### Task to carry out:
Switch "rock outcrop" to "rock formation" in everything from the line containing "Return one point for each instance of the dark" down to the line containing "Return one point for each instance of the yellow", and give those records again with nothing else altered.

### Data listing:
══════════
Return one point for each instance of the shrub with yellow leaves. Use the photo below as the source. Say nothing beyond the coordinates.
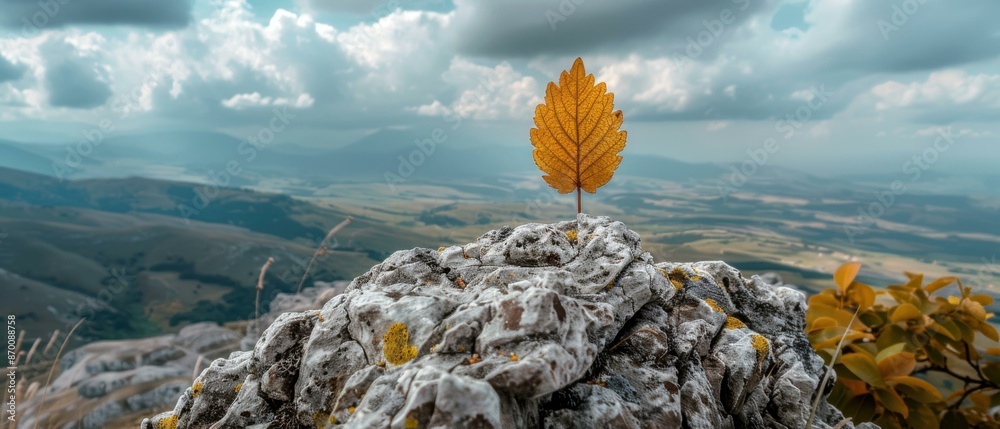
══════════
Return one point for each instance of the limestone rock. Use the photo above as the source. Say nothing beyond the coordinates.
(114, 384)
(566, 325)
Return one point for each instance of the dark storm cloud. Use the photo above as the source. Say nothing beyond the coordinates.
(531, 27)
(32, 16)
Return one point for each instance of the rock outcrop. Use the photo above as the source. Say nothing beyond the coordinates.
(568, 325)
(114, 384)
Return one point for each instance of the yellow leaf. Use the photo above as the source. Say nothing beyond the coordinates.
══════════
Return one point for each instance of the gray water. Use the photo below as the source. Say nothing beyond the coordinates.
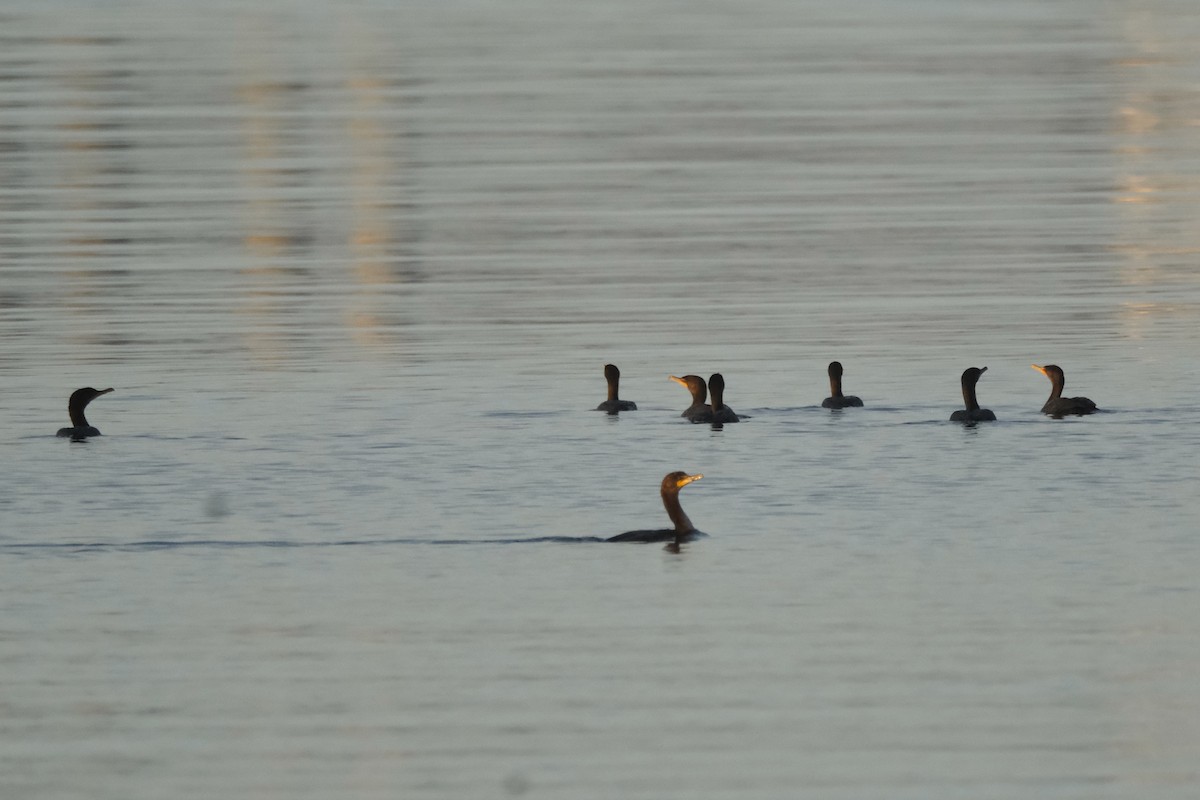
══════════
### Answer to the exercise:
Return one point for each instance of the dark storm cloud. Use the photo above as the source. Say nothing beyond the coordinates.
(531, 27)
(32, 16)
Return one point for each instance of the rock formation. Use the photo above as the source. Say nothing beyond the coordinates.
(568, 325)
(114, 384)
Return one point for each instance of the yellow leaf. Use the photo above as the source. Say nothing beyond the coordinates.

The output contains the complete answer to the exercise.